• [What to work on]
Convert every line of the records below into a Markdown table with two columns, Row and Line, giving each row a number and skipping blank lines. Leave the pictures out of the table.

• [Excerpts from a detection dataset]

============================================================

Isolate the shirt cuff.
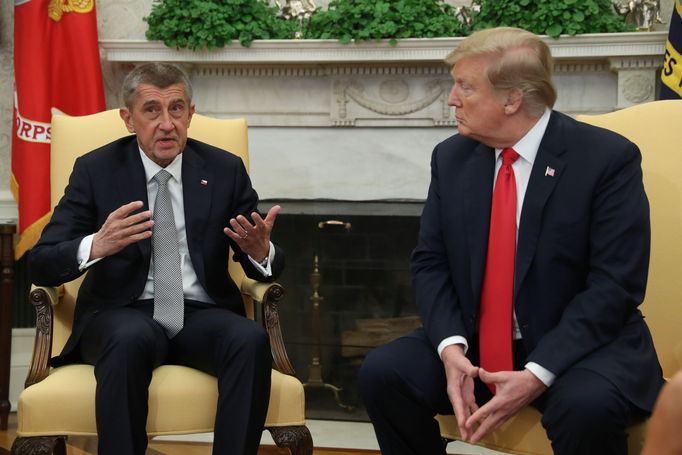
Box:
[525,362,556,387]
[249,242,275,277]
[438,335,469,360]
[76,234,102,272]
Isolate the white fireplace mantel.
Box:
[100,32,667,201]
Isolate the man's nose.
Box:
[159,111,175,131]
[448,85,461,107]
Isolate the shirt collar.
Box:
[495,108,552,164]
[138,147,182,183]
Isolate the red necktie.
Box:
[479,148,519,393]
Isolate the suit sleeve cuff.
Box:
[438,335,469,360]
[525,362,556,387]
[76,234,102,272]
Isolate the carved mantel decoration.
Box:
[101,32,666,127]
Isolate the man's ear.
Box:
[118,107,135,133]
[187,104,196,128]
[504,88,523,115]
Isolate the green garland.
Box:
[474,0,636,38]
[144,0,297,50]
[303,0,466,44]
[144,0,636,50]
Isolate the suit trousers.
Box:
[359,329,645,455]
[79,300,272,455]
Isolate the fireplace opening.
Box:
[261,201,422,421]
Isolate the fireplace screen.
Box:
[272,203,421,421]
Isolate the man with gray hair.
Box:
[29,63,284,455]
[360,27,663,455]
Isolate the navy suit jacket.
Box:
[28,136,284,365]
[411,112,662,410]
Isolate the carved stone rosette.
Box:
[268,426,313,455]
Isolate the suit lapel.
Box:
[182,143,215,283]
[462,144,495,302]
[514,112,568,297]
[116,136,152,257]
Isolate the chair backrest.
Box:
[577,100,682,377]
[50,109,252,354]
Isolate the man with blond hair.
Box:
[360,27,663,455]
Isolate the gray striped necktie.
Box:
[152,169,185,338]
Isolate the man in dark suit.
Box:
[360,28,662,455]
[29,63,284,455]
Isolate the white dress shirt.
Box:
[438,109,556,387]
[78,149,275,303]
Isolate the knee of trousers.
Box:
[542,392,625,440]
[358,348,396,401]
[102,322,166,364]
[218,323,272,365]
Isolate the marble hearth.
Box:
[101,32,666,203]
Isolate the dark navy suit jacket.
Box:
[411,112,662,410]
[29,136,284,365]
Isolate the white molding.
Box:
[100,32,667,201]
[100,31,667,64]
[0,190,19,221]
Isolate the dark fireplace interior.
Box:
[261,201,421,421]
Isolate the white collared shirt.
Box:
[438,109,556,387]
[78,149,275,303]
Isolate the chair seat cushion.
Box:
[436,406,646,455]
[17,365,305,437]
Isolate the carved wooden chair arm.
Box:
[242,277,296,376]
[24,286,62,387]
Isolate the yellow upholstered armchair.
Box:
[437,100,682,455]
[12,109,312,455]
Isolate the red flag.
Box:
[10,0,105,258]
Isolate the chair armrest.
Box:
[241,277,296,376]
[24,286,63,387]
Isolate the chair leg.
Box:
[268,425,313,455]
[11,436,66,455]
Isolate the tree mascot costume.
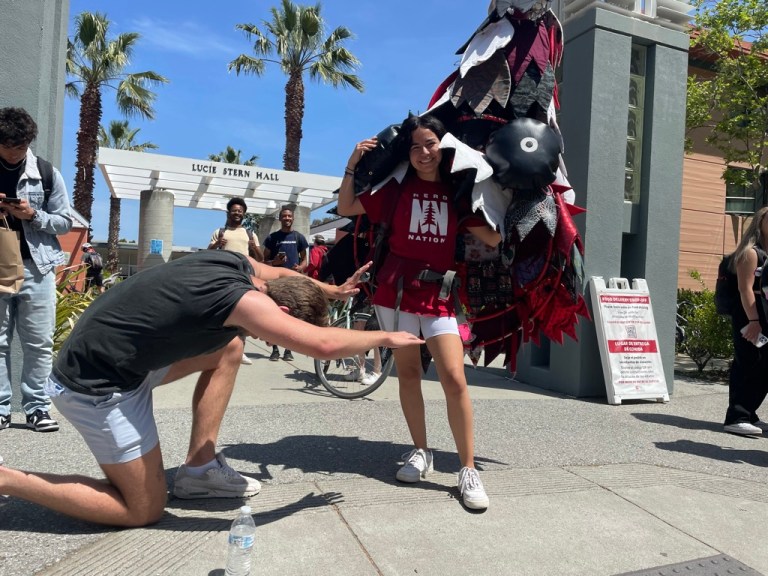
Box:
[355,0,589,371]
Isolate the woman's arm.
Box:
[336,137,377,216]
[467,225,501,247]
[736,250,761,343]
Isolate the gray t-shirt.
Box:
[53,250,254,396]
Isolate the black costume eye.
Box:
[520,137,539,152]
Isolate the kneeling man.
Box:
[0,250,420,526]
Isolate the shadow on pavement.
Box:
[632,412,723,432]
[222,435,505,486]
[655,438,768,467]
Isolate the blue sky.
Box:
[61,0,488,247]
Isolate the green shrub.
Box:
[677,270,733,373]
[53,266,95,354]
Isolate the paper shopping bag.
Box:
[0,216,24,294]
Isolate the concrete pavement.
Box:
[0,340,768,576]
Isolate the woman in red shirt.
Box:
[338,116,501,509]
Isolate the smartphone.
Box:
[741,324,768,348]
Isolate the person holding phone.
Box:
[0,108,72,432]
[264,206,309,362]
[724,207,768,436]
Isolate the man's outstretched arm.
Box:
[225,290,424,360]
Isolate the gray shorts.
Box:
[45,366,171,464]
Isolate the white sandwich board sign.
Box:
[590,276,669,404]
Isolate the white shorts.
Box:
[375,306,459,340]
[45,366,171,464]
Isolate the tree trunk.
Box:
[283,71,304,172]
[73,85,101,224]
[107,196,120,274]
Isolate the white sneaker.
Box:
[173,453,261,500]
[395,448,434,484]
[360,372,381,386]
[456,466,488,510]
[723,422,763,436]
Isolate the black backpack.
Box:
[37,156,53,208]
[86,252,104,272]
[715,246,766,316]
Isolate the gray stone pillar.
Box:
[138,189,174,271]
[518,8,689,397]
[0,0,69,166]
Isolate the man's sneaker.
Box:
[360,372,381,386]
[173,453,261,500]
[27,410,59,432]
[344,368,363,382]
[457,466,488,510]
[723,422,763,436]
[752,420,768,432]
[395,448,434,483]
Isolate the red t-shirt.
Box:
[360,175,458,316]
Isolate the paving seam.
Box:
[315,482,384,576]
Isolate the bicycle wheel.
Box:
[315,312,395,399]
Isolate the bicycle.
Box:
[315,298,395,399]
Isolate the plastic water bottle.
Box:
[226,506,256,576]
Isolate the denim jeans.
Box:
[0,260,56,416]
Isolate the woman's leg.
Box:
[426,334,475,468]
[392,346,427,450]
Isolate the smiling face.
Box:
[0,144,29,166]
[280,210,293,231]
[227,204,245,227]
[408,127,443,182]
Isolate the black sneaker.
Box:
[27,410,59,432]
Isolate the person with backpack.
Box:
[337,115,501,510]
[81,242,104,293]
[307,234,328,280]
[0,108,72,432]
[716,207,768,436]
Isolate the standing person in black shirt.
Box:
[264,207,309,362]
[0,250,420,526]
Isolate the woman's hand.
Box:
[332,262,373,300]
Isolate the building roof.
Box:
[98,148,341,214]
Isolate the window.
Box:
[725,168,763,215]
[624,44,646,204]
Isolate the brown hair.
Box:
[266,276,329,326]
[730,206,768,272]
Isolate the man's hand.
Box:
[334,262,373,300]
[1,194,35,220]
[385,332,424,348]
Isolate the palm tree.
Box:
[227,0,363,172]
[208,146,259,166]
[66,12,168,222]
[99,120,157,273]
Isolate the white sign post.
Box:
[590,276,669,404]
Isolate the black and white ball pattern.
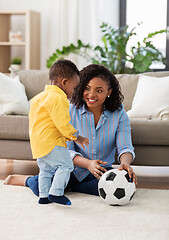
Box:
[98,169,136,206]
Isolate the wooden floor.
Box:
[0,159,169,190]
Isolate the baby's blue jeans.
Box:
[37,146,74,198]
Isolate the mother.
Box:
[5,64,137,196]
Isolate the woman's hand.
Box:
[119,153,137,184]
[88,160,107,180]
[75,135,89,149]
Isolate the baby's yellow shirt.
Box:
[29,85,76,158]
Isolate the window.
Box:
[120,0,169,70]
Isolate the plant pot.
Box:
[10,64,21,71]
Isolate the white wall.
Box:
[0,0,119,69]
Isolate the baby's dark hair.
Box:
[49,59,80,80]
[71,64,124,112]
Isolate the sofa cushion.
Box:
[0,115,29,140]
[115,71,169,111]
[0,73,29,116]
[10,69,49,100]
[130,118,169,145]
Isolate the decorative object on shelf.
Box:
[10,57,22,70]
[9,31,22,42]
[47,23,168,74]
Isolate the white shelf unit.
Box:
[0,10,40,73]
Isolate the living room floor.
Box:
[0,159,169,190]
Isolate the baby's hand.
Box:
[75,135,89,149]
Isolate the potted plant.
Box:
[10,57,22,70]
[47,23,167,74]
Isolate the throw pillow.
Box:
[0,73,29,115]
[127,75,169,119]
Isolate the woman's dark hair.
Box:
[49,59,80,80]
[71,64,124,112]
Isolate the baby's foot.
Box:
[4,174,30,186]
[39,198,52,204]
[48,194,71,205]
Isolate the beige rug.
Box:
[0,181,169,240]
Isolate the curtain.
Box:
[48,0,119,69]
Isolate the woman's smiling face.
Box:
[83,77,112,109]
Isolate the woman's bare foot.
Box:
[4,174,30,186]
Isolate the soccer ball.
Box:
[98,169,136,206]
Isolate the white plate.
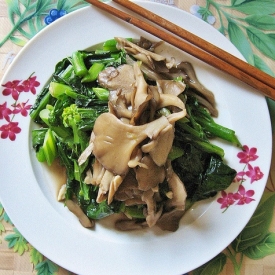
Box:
[0,1,271,275]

============================================================

• [Worked solution]
| Row | Line |
|---|---|
| 1 | Isolate the shirt cuff. |
| 2 | Box: |
| 3 | [525,362,556,387] |
| 4 | [249,242,275,277] |
| 5 | [438,335,469,360] |
| 6 | [76,234,102,272] |
| 7 | Isolate the white fireplace mantel. |
| 8 | Box: |
| 9 | [100,32,667,201] |
| 10 | Isolate the man's nose. |
| 11 | Box: |
| 12 | [159,111,175,131] |
| 13 | [448,85,461,107] |
| 14 | Isolate the shirt collar. |
| 15 | Box: |
| 16 | [495,108,552,164] |
| 17 | [138,147,182,183] |
| 18 | Isolate the red necktie. |
| 19 | Box: |
| 20 | [479,148,519,393] |
| 21 | Isolate the suit sleeve cuff. |
| 22 | Box: |
| 23 | [438,335,469,360] |
| 24 | [525,362,556,387] |
| 25 | [76,234,102,272] |
| 26 | Isolate the carved mantel decoration. |
| 27 | Box: |
| 28 | [101,32,666,127] |
| 29 | Isolate the man's ear. |
| 30 | Box: |
| 31 | [118,107,135,133] |
| 32 | [187,104,196,128] |
| 33 | [504,88,523,115] |
| 34 | Isolate the green garland. |
| 35 | Box: |
| 36 | [474,0,636,38] |
| 37 | [144,0,297,50] |
| 38 | [303,0,466,44] |
| 39 | [144,0,636,50] |
| 40 | Isolate the suit trousers. |
| 41 | Box: |
| 42 | [359,329,645,455] |
| 43 | [79,300,272,455] |
| 44 | Isolate the fireplace opening. |
| 45 | Box: |
| 46 | [261,201,422,421] |
| 47 | Isolate the fireplace screen. |
| 48 | Box: |
| 49 | [272,203,421,421] |
| 50 | Isolate the man with gray hair. |
| 51 | Box: |
| 52 | [29,63,284,455] |
| 53 | [360,27,663,455] |
| 54 | Isolate the navy suit jacket. |
| 55 | Box: |
| 56 | [28,136,284,365] |
| 57 | [411,112,662,410] |
| 58 | Isolate the carved stone rosette. |
| 59 | Box: |
| 60 | [268,426,313,455] |
| 61 | Isolate the suit lapel. |
| 62 | Box: |
| 63 | [182,143,215,283] |
| 64 | [462,144,495,302] |
| 65 | [514,112,568,297] |
| 66 | [116,136,152,257] |
| 67 | Isolate the chair backrest. |
| 68 | Box: |
| 69 | [577,100,682,377] |
| 70 | [50,109,252,354] |
| 71 | Isolate the man with blond hair. |
| 72 | Box: |
| 73 | [360,27,663,455] |
| 74 | Isolate the gray striped necktie. |
| 75 | Box: |
| 76 | [152,169,185,338] |
| 77 | Isolate the man in dark suit. |
| 78 | Box: |
| 79 | [360,28,662,455] |
| 80 | [29,63,284,455] |
| 81 | Isolate the white dress shirt. |
| 82 | Box: |
| 83 | [438,109,556,387] |
| 84 | [78,149,275,303] |
| 85 | Isolate the knee of trousers. |
| 86 | Box: |
| 87 | [542,392,625,440] |
| 88 | [358,348,396,401] |
| 89 | [102,322,166,364] |
| 90 | [218,323,272,365] |
| 91 | Isolate the marble hearth. |
| 92 | Box: |
| 93 | [101,32,666,203] |
| 94 | Isolate the dark navy suit jacket. |
| 95 | Box: |
| 96 | [411,112,662,410] |
| 97 | [29,136,284,365] |
| 98 | Isolate the white molding. |
| 99 | Box: |
| 100 | [100,32,667,201] |
| 101 | [100,31,667,64] |
| 102 | [0,190,19,221] |
| 103 | Isolate the dark fireplace interior. |
| 104 | Box: |
| 105 | [261,201,421,421] |
| 106 | Isolate the white collared shirt. |
| 107 | Box: |
| 108 | [438,109,556,387] |
| 109 | [78,149,275,303] |
| 110 | Isolate the chair seat cushion. |
| 111 | Box: |
| 112 | [436,406,646,455] |
| 113 | [17,365,305,437] |
| 114 | Isolate the carved wooden chair arm. |
| 115 | Box: |
| 116 | [242,277,296,376] |
| 117 | [24,286,62,387] |
| 118 | Isolate the yellow upholstered armchair. |
| 119 | Box: |
| 120 | [437,100,682,455] |
| 121 | [12,109,312,455] |
| 122 | Isolate the red flag. |
| 123 | Box: |
| 124 | [10,0,105,258] |
| 125 | Isolate the chair armrest. |
| 126 | Box: |
| 127 | [241,277,296,376] |
| 128 | [24,286,63,387] |
| 129 | Isolate the chair leg. |
| 130 | Box: |
| 131 | [268,425,313,455] |
| 132 | [11,436,66,455] |
| 133 | Isolate the tree mascot costume. |
| 134 | Box: |
| 135 | [355,0,589,371] |
| 136 | Isolate the woman's arm. |
| 137 | Box: |
| 138 | [336,137,377,216] |
| 139 | [467,225,501,247] |
| 140 | [736,250,761,343] |
| 141 | Isolate the gray t-shirt. |
| 142 | Box: |
| 143 | [53,250,254,396] |
| 144 | Isolate the black costume eye. |
| 145 | Box: |
| 146 | [520,137,539,152] |
| 147 | Isolate the kneeling man. |
| 148 | Box: |
| 149 | [0,250,420,526] |
| 150 | Isolate the shadow on pavement. |
| 151 | Box: |
| 152 | [632,412,723,432] |
| 153 | [222,435,505,486] |
| 154 | [655,438,768,467] |
| 155 | Isolate the blue sky. |
| 156 | Box: |
| 157 | [61,0,488,247] |
| 158 | Isolate the green shrub. |
| 159 | Box: |
| 160 | [677,270,733,373] |
| 161 | [53,266,95,354] |
| 162 | Isolate the paper shopping bag. |
| 163 | Box: |
| 164 | [0,216,24,294] |
| 165 | Isolate the concrete pavement. |
| 166 | Box: |
| 167 | [0,340,768,576] |
| 168 | Isolate the woman in red shirt. |
| 169 | Box: |
| 170 | [338,116,501,509] |
| 171 | Isolate the smartphone. |
| 172 | Box: |
| 173 | [741,324,768,348] |
| 174 | Isolate the person holding phone. |
| 175 | Box: |
| 176 | [0,108,72,432] |
| 177 | [264,206,309,362] |
| 178 | [724,207,768,436] |
| 179 | Isolate the man's outstretched arm. |
| 180 | Box: |
| 181 | [225,290,424,360] |
| 182 | Isolate the gray shorts. |
| 183 | Box: |
| 184 | [45,366,171,464] |
| 185 | Isolate the white sandwich board sign. |
| 186 | Box: |
| 187 | [590,276,669,404] |
| 188 | Isolate the white shorts. |
| 189 | Box: |
| 190 | [375,306,459,340] |
| 191 | [45,366,171,464] |
| 192 | Isolate the tree trunk. |
| 193 | Box: |
| 194 | [283,71,304,172] |
| 195 | [73,85,101,224] |
| 196 | [107,196,120,274] |
| 197 | Isolate the white sneaker. |
| 198 | Box: |
| 199 | [173,453,261,500] |
| 200 | [395,448,434,484] |
| 201 | [360,372,381,386] |
| 202 | [456,466,488,510] |
| 203 | [723,422,763,436] |
| 204 | Isolate the black backpack. |
| 205 | Box: |
| 206 | [37,156,53,208] |
| 207 | [86,252,104,272] |
| 208 | [715,246,766,316] |
| 209 | Isolate the gray stone pillar. |
| 210 | Box: |
| 211 | [138,189,174,271] |
| 212 | [518,8,689,397] |
| 213 | [0,0,69,166] |
| 214 | Isolate the man's sneaker. |
| 215 | Box: |
| 216 | [360,372,381,386] |
| 217 | [173,453,261,500] |
| 218 | [27,410,59,432] |
| 219 | [344,368,363,382] |
| 220 | [457,466,488,510] |
| 221 | [723,422,763,436] |
| 222 | [752,420,768,432] |
| 223 | [395,448,434,483] |
| 224 | Isolate the red t-shirt. |
| 225 | Box: |
| 226 | [360,175,458,316] |
| 227 | Isolate the paving seam. |
| 228 | Box: |
| 229 | [315,482,384,576] |
| 230 | Isolate the bicycle wheel. |
| 231 | Box: |
| 232 | [315,312,395,399] |
| 233 | Isolate the bicycle. |
| 234 | Box: |
| 235 | [315,298,395,399] |
| 236 | Isolate the plastic water bottle. |
| 237 | Box: |
| 238 | [226,506,256,576] |
| 239 | Isolate the denim jeans. |
| 240 | Box: |
| 241 | [0,260,56,416] |
| 242 | Isolate the woman's leg. |
| 243 | Box: |
| 244 | [426,334,475,468] |
| 245 | [392,346,427,450] |
| 246 | Isolate the smiling face. |
| 247 | Box: |
| 248 | [0,144,29,166] |
| 249 | [280,210,293,231] |
| 250 | [227,204,245,227] |
| 251 | [408,127,443,182] |
| 252 | Isolate the black sneaker. |
| 253 | Box: |
| 254 | [27,410,59,432] |
| 255 | Isolate the person with backpack. |
| 256 | Box: |
| 257 | [337,115,501,510] |
| 258 | [81,242,104,293] |
| 259 | [307,234,328,280] |
| 260 | [0,108,72,432] |
| 261 | [716,207,768,436] |
| 262 | Isolate the standing person in black shirt. |
| 263 | Box: |
| 264 | [264,207,309,362] |
| 265 | [0,250,420,526] |
| 266 | Isolate the woman's hand. |
| 267 | Box: |
| 268 | [332,262,373,300] |
| 269 | Isolate the building roof. |
| 270 | Box: |
| 271 | [98,148,341,214] |
| 272 | Isolate the window. |
| 273 | Box: |
| 274 | [725,168,763,215] |
| 275 | [624,44,646,204] |
| 276 | Isolate the brown hair. |
| 277 | Box: |
| 278 | [266,276,329,326] |
| 279 | [730,206,768,272] |
| 280 | Isolate the man's hand. |
| 281 | Box: |
| 282 | [334,262,373,300] |
| 283 | [1,194,35,220] |
| 284 | [385,332,424,348] |
| 285 | Isolate the palm tree. |
| 286 | Box: |
| 287 | [227,0,363,172] |
| 288 | [208,146,259,166] |
| 289 | [66,12,168,222] |
| 290 | [99,120,157,273] |
| 291 | Isolate the white sign post. |
| 292 | Box: |
| 293 | [590,276,669,404] |
| 294 | Isolate the black and white ball pattern. |
| 295 | Box: |
| 296 | [98,169,136,206] |
| 297 | Isolate the wooden floor. |
| 298 | Box: |
| 299 | [0,159,169,190] |
| 300 | Isolate the baby's blue jeans. |
| 301 | Box: |
| 302 | [37,146,74,198] |
| 303 | Isolate the mother. |
| 304 | Box: |
| 305 | [5,64,137,196] |
| 306 | Isolate the woman's hand. |
| 307 | Box: |
| 308 | [119,153,137,184] |
| 309 | [88,160,107,180] |
| 310 | [75,135,89,149] |
| 311 | Isolate the baby's yellow shirt. |
| 312 | Box: |
| 313 | [29,85,76,158] |
| 314 | Isolate the window. |
| 315 | Box: |
| 316 | [120,0,169,70] |
| 317 | Isolate the plant pot. |
| 318 | Box: |
| 319 | [10,64,21,71] |
| 320 | Isolate the white wall. |
| 321 | Box: |
| 322 | [0,0,119,69] |
| 323 | Isolate the baby's dark hair. |
| 324 | Box: |
| 325 | [49,59,80,80] |
| 326 | [71,64,124,112] |
| 327 | Isolate the sofa cushion. |
| 328 | Box: |
| 329 | [0,115,29,140] |
| 330 | [115,71,169,111] |
| 331 | [0,73,29,116] |
| 332 | [10,69,49,100] |
| 333 | [130,118,169,145] |
| 334 | Isolate the decorative object on shelf. |
| 335 | Box: |
| 336 | [10,57,22,70] |
| 337 | [9,31,22,42] |
| 338 | [47,23,168,74] |
| 339 | Isolate the white shelf unit. |
| 340 | Box: |
| 341 | [0,10,40,73] |
| 342 | Isolate the living room floor. |
| 343 | Box: |
| 344 | [0,159,169,190] |
| 345 | Isolate the baby's hand. |
| 346 | Box: |
| 347 | [75,135,89,149] |
| 348 | Isolate the potted plant. |
| 349 | Box: |
| 350 | [10,57,22,70] |
| 351 | [47,23,167,74] |
| 352 | Isolate the throw pillow. |
| 353 | Box: |
| 354 | [0,73,29,115] |
| 355 | [127,75,169,119] |
| 356 | Isolate the woman's dark hair. |
| 357 | Box: |
| 358 | [49,59,80,80] |
| 359 | [71,64,124,112] |
| 360 | Isolate the baby's foot. |
| 361 | Box: |
| 362 | [4,174,30,186] |
| 363 | [39,198,52,204] |
| 364 | [48,194,71,205] |
| 365 | Isolate the beige rug. |
| 366 | Box: |
| 367 | [0,181,169,240] |
| 368 | Isolate the curtain. |
| 369 | Box: |
| 370 | [48,0,119,69] |
| 371 | Isolate the woman's smiling face. |
| 372 | Box: |
| 373 | [83,77,112,109] |
| 374 | Isolate the woman's bare foot. |
| 375 | Box: |
| 376 | [4,174,30,186] |
| 377 | Isolate the soccer ball. |
| 378 | Box: |
| 379 | [98,169,136,206] |
| 380 | Isolate the white plate. |
| 381 | Box: |
| 382 | [0,1,271,275] |